● **WHAT YOU HAVE TO DO**
From the data below, set down exactly the lines between the one holding "Q: innermost point of each instance of the asphalt" and the one holding "Q: innermost point of each instance of the gray", inclusive, and no others.

GIVEN RECORDS Start Marker

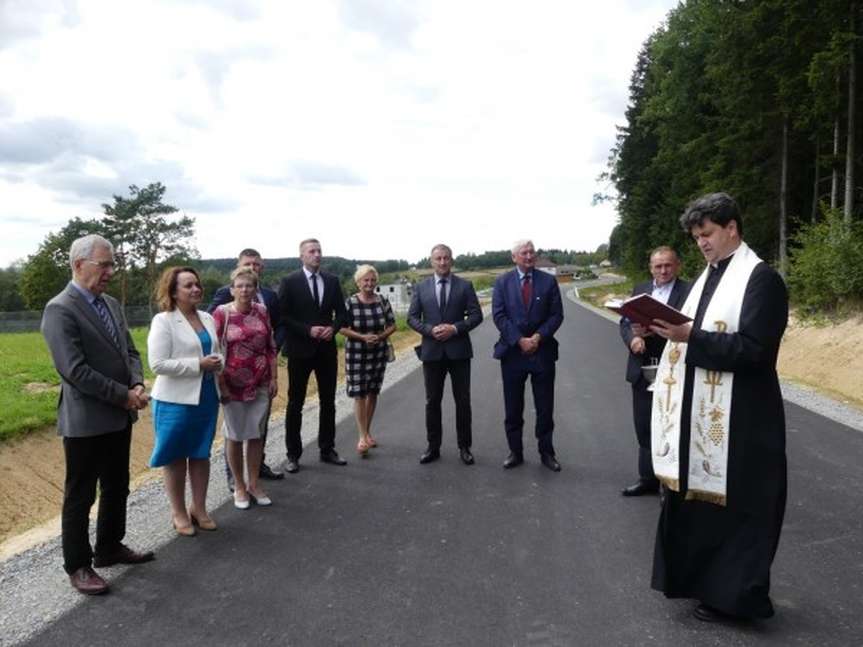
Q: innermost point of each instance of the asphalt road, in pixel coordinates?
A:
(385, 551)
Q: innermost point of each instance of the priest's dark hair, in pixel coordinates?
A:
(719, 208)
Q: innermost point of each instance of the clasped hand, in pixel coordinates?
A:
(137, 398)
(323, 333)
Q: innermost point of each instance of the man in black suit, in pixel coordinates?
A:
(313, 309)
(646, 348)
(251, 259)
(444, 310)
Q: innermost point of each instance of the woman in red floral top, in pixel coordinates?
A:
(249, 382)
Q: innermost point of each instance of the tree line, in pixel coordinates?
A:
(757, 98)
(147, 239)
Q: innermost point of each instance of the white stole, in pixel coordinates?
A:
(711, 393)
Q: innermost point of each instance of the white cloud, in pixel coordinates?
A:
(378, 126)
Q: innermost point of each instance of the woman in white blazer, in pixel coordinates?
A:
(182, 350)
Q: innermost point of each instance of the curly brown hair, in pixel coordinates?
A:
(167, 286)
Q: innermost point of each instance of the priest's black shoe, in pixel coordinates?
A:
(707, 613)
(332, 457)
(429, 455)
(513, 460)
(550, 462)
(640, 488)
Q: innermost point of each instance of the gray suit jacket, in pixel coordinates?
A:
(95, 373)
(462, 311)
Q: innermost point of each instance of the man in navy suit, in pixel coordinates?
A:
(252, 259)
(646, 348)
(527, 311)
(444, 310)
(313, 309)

GIVEN RECORDS End Marker
GIVEN RECORDS Start Marker

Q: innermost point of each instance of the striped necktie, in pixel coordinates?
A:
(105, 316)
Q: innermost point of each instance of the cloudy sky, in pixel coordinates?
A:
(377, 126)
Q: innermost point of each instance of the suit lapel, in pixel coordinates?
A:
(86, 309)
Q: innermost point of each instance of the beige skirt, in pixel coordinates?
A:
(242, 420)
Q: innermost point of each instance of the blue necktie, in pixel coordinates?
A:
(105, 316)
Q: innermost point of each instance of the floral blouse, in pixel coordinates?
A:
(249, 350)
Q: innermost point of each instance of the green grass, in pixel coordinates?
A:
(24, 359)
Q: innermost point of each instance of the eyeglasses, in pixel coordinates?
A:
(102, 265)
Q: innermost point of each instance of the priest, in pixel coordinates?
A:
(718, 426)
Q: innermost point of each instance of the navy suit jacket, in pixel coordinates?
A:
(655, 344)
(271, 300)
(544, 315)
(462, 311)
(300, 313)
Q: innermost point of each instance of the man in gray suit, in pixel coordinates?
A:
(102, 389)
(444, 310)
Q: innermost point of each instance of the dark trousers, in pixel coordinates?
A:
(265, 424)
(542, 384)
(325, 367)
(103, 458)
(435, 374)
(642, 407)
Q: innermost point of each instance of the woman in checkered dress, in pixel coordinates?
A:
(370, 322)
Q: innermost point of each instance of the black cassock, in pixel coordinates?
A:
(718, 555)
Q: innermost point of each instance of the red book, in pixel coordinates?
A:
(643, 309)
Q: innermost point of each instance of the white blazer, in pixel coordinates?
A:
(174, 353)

GIVEN RECORDS End Marker

● **RESPONSE BELOW**
Q: innermost point of each instance of the asphalt road, in pixel coordinates?
A:
(385, 551)
Q: innermost point of each instance of the priest's dark hair, in pixel coordinates?
A:
(719, 208)
Q: innermost point of each instance of the clasped hand, in pixel coordinates?
A:
(137, 398)
(323, 333)
Q: innermost point of each instance of the man in black suit, in pixel coordinates?
A:
(313, 309)
(646, 348)
(251, 259)
(444, 310)
Q: innermost point of each instance of the woman in red floral top, in pixel coordinates?
A:
(249, 382)
Q: innermost point of each instance of the tree line, in pixel coordinates?
A:
(757, 98)
(147, 239)
Q: innermost point of each instance of the white stole, in pixel coordinates?
A:
(711, 393)
Q: innermost point of each instance of the white cloud, in pixel coordinates?
A:
(378, 126)
Q: innermost point of each instance of the woman in white blazer, in pixel coordinates?
A:
(182, 350)
Q: innermost point of each instance of the curly brown hair, in pixel coordinates?
A:
(167, 286)
Q: innermost point of each instance of the priest's black shoe, in pixel coordinates?
A:
(707, 613)
(332, 457)
(429, 455)
(513, 460)
(550, 462)
(640, 488)
Q: innermost point of each instance of the gray suit jacket, in pixel coordinates?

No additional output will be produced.